# Extrait à lire
——————
Ce n’est pas seulement la production d’électricité qui pose problème, c’est son utilisation (et tout le reste)
& : Les médias alternatifs sont-ils vraiment alternatifs ?
La scène médiatique francophone— il en va de même dans beaucoup d’autres langues— s’est alourdie, au cours des dernières années, avec l’avènement d’une multitude de médias se proclamant « alternatifs », « indépendants », ou « libres ». Leur création relève le plus souvent d’une volonté de fournir aux populations des informations supposément différentes, plus justes, concernant le monde dans lequel nous vivons.
Basta !, pour prendre un exemple, se présente comme « un média indépendant centré sur l’actualité économique, sociale et environnementale » qui « contribue à donner une visibilité aux enjeux écologiques, aux actions citoyennes, aux revendications sociales, aux mouvements de solidarité et aux alternatives mises en œuvre ». « Basta ! est un appel qui suscite une résistance. Une résistance qui doit se traduire par un engagement en faveur d’une autre société ».
——————
# Problème à résoudre
Recopiez intégralement le texte ci-dessus sur les médias alternatifs, sans en modifier un seul mot.

(Données stockées d'une collection)
——————
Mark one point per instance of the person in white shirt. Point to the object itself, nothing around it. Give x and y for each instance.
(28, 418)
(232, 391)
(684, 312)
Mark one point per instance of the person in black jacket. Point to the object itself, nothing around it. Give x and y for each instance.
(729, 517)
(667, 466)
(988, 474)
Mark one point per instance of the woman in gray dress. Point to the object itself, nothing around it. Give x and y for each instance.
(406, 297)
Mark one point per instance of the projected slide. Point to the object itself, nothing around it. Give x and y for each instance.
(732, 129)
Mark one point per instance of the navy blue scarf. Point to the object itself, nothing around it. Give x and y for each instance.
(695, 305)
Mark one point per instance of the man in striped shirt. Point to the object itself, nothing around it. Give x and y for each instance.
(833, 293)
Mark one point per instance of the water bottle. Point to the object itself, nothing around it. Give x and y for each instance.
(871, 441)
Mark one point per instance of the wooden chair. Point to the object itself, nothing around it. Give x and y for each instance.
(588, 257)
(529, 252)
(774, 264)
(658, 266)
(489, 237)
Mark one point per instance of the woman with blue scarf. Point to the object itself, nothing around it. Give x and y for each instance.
——————
# Exercice corrigé
Ce n’est pas seulement la production d’électricité qui pose problème, c’est son utilisation (et tout le reste)
& : Les médias alternatifs sont-ils vraiment alternatifs ?
La scène médiatique francophone— il en va de même dans beaucoup d’autres langues— s’est alourdie, au cours des dernières années, avec l’avènement d’une multitude de médias se proclamant « alternatifs », « indépendants », ou « libres ». Leur création relève le plus souvent d’une volonté de fournir aux populations des informations supposément différentes, plus justes, concernant le monde dans lequel nous vivons.
Basta !, pour prendre un exemple, se présente comme « un média indépendant centré sur l’actualité économique, sociale et environnementale » qui « contribue à donner une visibilité aux enjeux écologiques, aux actions citoyennes, aux revendications sociales, aux mouvements de solidarité et aux alternatives mises en œuvre ». « Basta ! est un appel qui suscite une résistance. Une résistance qui doit se traduire par un engagement en faveur d’une autre société ».